Top of Data
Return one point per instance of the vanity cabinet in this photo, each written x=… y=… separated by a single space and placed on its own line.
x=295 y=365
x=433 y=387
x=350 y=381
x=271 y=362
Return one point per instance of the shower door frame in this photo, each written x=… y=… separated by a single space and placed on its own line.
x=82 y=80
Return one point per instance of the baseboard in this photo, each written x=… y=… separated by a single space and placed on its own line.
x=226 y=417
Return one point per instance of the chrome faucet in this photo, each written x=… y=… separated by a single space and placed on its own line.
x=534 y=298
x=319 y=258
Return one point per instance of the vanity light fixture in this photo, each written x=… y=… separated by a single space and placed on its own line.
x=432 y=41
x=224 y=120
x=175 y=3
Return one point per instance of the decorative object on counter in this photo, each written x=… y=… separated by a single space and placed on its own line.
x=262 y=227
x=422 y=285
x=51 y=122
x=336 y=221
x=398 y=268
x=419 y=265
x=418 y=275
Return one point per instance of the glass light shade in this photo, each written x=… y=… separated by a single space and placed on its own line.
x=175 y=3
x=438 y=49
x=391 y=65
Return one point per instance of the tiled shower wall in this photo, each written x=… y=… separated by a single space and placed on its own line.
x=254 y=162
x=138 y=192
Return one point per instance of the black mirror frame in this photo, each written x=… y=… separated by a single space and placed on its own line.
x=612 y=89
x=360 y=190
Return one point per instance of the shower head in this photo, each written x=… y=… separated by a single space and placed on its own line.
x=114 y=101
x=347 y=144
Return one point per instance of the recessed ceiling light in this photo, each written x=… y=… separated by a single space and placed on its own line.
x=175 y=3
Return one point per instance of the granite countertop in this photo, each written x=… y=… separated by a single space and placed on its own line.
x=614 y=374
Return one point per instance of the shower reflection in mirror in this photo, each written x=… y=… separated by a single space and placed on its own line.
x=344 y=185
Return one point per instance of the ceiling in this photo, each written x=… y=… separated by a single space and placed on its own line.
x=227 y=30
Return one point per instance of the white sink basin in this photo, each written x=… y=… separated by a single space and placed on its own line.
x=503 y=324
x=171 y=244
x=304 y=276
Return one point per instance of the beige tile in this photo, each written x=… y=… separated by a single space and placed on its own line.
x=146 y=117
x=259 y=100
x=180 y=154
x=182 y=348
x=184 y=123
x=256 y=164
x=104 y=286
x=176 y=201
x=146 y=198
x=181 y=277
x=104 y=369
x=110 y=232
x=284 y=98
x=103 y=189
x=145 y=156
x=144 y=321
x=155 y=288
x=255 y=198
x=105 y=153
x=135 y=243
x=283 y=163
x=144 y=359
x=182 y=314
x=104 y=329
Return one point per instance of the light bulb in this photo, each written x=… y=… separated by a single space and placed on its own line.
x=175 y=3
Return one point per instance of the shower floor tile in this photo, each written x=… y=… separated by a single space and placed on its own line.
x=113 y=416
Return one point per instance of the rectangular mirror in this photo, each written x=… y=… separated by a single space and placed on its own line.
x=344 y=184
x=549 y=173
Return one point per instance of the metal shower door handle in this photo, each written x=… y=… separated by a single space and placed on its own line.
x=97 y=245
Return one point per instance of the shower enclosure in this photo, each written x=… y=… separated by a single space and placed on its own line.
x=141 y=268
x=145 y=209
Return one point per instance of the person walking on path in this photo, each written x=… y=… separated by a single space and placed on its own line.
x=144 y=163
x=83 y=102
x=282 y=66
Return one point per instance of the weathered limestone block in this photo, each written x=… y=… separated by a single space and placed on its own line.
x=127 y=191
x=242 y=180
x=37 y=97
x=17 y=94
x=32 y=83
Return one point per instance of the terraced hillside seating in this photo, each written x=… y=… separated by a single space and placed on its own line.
Bottom of Data
* _Problem to work on_: Copy exactly the line containing "Return one point per instance of the weathered" and each line after it through the end of the records above.

* _Response_:
Return one point per instance of the weathered limestone block in this photo, each written x=… y=… separated by a single space and placed on its own line.
x=127 y=191
x=242 y=180
x=37 y=97
x=17 y=94
x=32 y=83
Return one point per instance of the terraced hillside seating in this photo, each written x=… y=… separated by a single space and placed on its own line.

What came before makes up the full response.